— Problem requirements —
From the entries that follow, reproduce exactly and only the lines from the line with "of the grass" to the line with "of the pedestrian", endpoints included.

— Data to examine —
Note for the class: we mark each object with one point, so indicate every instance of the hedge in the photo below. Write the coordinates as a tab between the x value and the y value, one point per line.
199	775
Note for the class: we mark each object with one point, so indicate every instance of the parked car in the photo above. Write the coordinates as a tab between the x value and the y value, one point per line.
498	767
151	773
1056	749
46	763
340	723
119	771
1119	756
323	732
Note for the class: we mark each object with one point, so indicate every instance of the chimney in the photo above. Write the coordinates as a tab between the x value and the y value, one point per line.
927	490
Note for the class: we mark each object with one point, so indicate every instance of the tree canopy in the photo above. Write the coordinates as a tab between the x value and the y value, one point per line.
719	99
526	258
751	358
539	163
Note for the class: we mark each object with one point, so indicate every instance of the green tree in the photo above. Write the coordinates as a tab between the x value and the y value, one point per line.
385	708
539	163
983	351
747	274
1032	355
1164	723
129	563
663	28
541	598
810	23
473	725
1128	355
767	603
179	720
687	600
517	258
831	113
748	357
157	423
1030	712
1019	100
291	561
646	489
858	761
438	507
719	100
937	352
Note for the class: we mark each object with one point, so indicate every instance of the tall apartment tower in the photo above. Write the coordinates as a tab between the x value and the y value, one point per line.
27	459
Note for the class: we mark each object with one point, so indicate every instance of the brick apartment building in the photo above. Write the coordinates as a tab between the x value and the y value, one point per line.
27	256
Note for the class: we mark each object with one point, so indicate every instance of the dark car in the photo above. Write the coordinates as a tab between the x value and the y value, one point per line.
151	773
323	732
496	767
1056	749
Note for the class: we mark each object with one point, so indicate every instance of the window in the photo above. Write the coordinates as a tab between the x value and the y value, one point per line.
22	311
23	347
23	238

---

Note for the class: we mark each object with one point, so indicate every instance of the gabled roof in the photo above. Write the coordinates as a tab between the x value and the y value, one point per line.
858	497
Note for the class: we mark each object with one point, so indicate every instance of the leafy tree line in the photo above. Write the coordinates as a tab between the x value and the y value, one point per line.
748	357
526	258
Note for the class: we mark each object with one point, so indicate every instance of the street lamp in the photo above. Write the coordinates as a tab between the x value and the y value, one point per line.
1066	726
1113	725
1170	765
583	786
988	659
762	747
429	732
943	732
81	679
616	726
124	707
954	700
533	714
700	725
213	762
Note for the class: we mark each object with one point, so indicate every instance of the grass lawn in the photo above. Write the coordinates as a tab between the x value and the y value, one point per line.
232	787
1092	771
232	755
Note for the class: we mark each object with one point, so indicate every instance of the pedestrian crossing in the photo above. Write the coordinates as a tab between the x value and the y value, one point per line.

— Completed exercise —
Note for the class: we mark each object with one point, so indicate every instance of the grass lawn in the photo above. Write the coordinates as a tab between the x value and the y value, one point per line.
232	787
1092	771
232	755
Note for the class: we mark each object with one point, so indicate every instance of the pedestrian crossing in the photo above. Write the coordinates as a tab between the x value and the y value, one point per line.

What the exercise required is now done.